* **Aim of the exercise**
Return all entries below exactly. Skip nothing.

(Collected data)
>>>

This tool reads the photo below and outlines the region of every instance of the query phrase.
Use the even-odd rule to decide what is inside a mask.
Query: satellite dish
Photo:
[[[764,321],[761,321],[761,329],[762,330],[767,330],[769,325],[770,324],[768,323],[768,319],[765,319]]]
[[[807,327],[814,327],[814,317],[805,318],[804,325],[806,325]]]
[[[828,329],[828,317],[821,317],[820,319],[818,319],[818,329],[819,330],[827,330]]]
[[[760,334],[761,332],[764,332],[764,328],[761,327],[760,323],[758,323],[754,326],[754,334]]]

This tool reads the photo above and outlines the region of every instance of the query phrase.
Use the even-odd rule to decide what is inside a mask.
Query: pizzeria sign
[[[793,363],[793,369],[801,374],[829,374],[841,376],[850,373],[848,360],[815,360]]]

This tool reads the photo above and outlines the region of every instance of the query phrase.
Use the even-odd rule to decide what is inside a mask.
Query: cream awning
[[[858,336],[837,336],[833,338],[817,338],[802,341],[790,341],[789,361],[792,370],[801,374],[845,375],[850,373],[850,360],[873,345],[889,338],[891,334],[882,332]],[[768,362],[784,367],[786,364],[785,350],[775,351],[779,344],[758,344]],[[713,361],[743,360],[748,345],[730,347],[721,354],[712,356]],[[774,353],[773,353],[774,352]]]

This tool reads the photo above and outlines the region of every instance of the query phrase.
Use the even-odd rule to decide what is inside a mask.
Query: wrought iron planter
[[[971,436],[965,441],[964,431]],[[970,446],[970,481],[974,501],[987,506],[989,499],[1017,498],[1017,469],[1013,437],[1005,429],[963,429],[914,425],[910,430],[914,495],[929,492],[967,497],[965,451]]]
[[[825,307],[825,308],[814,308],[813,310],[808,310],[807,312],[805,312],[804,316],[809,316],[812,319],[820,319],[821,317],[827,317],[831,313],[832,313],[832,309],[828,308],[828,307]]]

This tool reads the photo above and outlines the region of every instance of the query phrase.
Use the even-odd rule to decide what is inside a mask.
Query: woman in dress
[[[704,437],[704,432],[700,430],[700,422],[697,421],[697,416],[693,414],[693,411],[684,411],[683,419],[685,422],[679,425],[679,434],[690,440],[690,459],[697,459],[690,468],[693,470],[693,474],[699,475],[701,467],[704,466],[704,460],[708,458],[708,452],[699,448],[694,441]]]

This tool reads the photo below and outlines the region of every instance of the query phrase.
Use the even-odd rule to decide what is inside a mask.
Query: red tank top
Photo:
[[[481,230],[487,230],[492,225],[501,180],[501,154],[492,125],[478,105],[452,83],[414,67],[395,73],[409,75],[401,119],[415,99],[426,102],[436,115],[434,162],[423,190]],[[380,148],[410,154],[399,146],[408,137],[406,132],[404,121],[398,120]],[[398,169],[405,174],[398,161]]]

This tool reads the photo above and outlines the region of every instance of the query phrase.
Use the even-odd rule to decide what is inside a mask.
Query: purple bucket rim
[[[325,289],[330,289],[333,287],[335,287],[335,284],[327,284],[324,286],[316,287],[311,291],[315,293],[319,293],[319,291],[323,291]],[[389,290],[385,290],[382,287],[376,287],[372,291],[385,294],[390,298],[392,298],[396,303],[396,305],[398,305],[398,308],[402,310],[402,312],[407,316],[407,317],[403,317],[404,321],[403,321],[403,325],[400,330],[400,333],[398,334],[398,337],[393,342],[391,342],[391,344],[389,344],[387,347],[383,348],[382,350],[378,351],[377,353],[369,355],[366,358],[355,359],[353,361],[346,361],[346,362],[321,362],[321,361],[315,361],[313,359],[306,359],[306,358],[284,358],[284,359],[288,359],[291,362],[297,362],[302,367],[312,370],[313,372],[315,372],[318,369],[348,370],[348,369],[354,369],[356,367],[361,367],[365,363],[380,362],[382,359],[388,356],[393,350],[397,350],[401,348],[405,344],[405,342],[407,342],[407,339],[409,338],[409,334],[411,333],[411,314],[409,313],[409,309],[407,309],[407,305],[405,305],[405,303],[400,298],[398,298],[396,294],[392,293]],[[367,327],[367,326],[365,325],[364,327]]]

<<<

* **Answer box**
This tool reads the photo below and outlines the region of every instance of the query phrase.
Use the even-odd rule to decide what is inside a mask.
Query: satellite dish
Photo:
[[[764,321],[761,321],[761,329],[762,330],[767,330],[769,325],[770,324],[768,323],[768,319],[765,319]]]
[[[807,327],[814,327],[814,317],[805,318],[804,325],[806,325]]]
[[[828,329],[828,317],[821,317],[820,319],[818,319],[818,329],[819,330],[827,330]]]
[[[760,334],[761,332],[764,332],[764,328],[761,327],[760,323],[758,323],[754,326],[754,334]]]

This tool reads the photo above and outlines the region of every instance of the query phrase.
Use the even-odd rule to decide what is inside a mask.
Query: pizzeria sign
[[[793,363],[793,369],[801,374],[829,374],[841,376],[850,373],[848,360],[815,360]]]

This tool reads the photo above and outlines the region of every instance of the query phrase.
Use the even-odd rule to decide what is inside a mask.
Query: cream awning
[[[858,336],[837,336],[833,338],[817,338],[802,341],[790,341],[789,361],[792,370],[801,374],[845,375],[850,373],[850,360],[873,345],[889,338],[891,334],[882,332]],[[768,362],[784,367],[786,364],[785,350],[775,351],[779,344],[758,344]],[[713,361],[743,360],[748,345],[730,347],[721,354],[712,356]],[[774,353],[773,353],[774,352]]]

This tool reads the photo above and outlines the region of every instance of the query phrase.
Use the even-odd rule to decide what is inside a mask.
Query: wrought iron planter
[[[971,436],[965,441],[964,431]],[[970,446],[970,481],[974,501],[987,506],[989,499],[1017,498],[1017,469],[1013,437],[1005,429],[963,429],[914,425],[910,430],[914,495],[929,492],[967,497],[965,451]]]
[[[825,307],[825,308],[814,308],[813,310],[808,310],[807,312],[805,312],[804,316],[809,316],[812,319],[820,319],[821,317],[827,317],[831,313],[832,313],[832,309],[828,308],[828,307]]]

This tool reads the photo above and outlines the region of every instance of the query phrase.
Use the even-odd rule to decide what is inside a mask.
Query: woman in dress
[[[704,437],[704,432],[700,430],[700,422],[697,421],[697,416],[693,414],[693,411],[684,411],[683,419],[685,422],[679,425],[679,434],[690,440],[690,459],[697,459],[690,468],[693,470],[693,474],[699,475],[701,467],[704,466],[704,460],[708,458],[708,452],[699,448],[694,441]]]

This tool reads the photo below and outlines the region of every instance of the query phrase.
Use the even-odd rule to decide what is inside a mask.
Query: red tank top
Photo:
[[[481,230],[487,230],[492,225],[501,180],[501,154],[492,125],[478,105],[452,83],[414,67],[395,73],[409,75],[401,119],[415,99],[426,102],[436,115],[434,162],[423,190]],[[380,148],[410,154],[399,146],[408,137],[406,132],[404,121],[398,120]],[[398,169],[405,174],[398,161]]]

This tool reads the photo above and outlines the region of every instance of the query phrase.
Use the even-odd rule to decide what is inside a mask.
Query: purple bucket rim
[[[325,289],[330,289],[333,287],[335,287],[335,284],[327,284],[324,286],[316,287],[311,291],[315,293],[319,293],[319,291],[323,291]],[[389,290],[385,290],[382,287],[376,287],[372,291],[385,294],[390,298],[392,298],[396,303],[396,305],[398,305],[398,308],[402,310],[402,312],[407,316],[407,317],[403,317],[404,321],[403,321],[403,325],[400,330],[400,333],[398,334],[398,337],[393,342],[391,342],[391,344],[389,344],[387,347],[383,348],[382,350],[378,351],[377,353],[369,355],[366,358],[355,359],[353,361],[346,361],[346,362],[321,362],[321,361],[315,361],[313,359],[306,359],[306,358],[284,358],[284,359],[288,359],[291,362],[297,362],[302,367],[312,370],[313,372],[315,372],[318,369],[348,370],[348,369],[354,369],[356,367],[361,367],[365,363],[380,362],[382,359],[388,356],[393,350],[397,350],[401,348],[405,344],[405,342],[407,342],[407,339],[409,338],[409,334],[411,333],[411,314],[409,313],[409,309],[407,309],[407,305],[405,305],[405,303],[400,298],[398,298],[396,294],[392,293]],[[367,327],[367,326],[365,325],[364,327]]]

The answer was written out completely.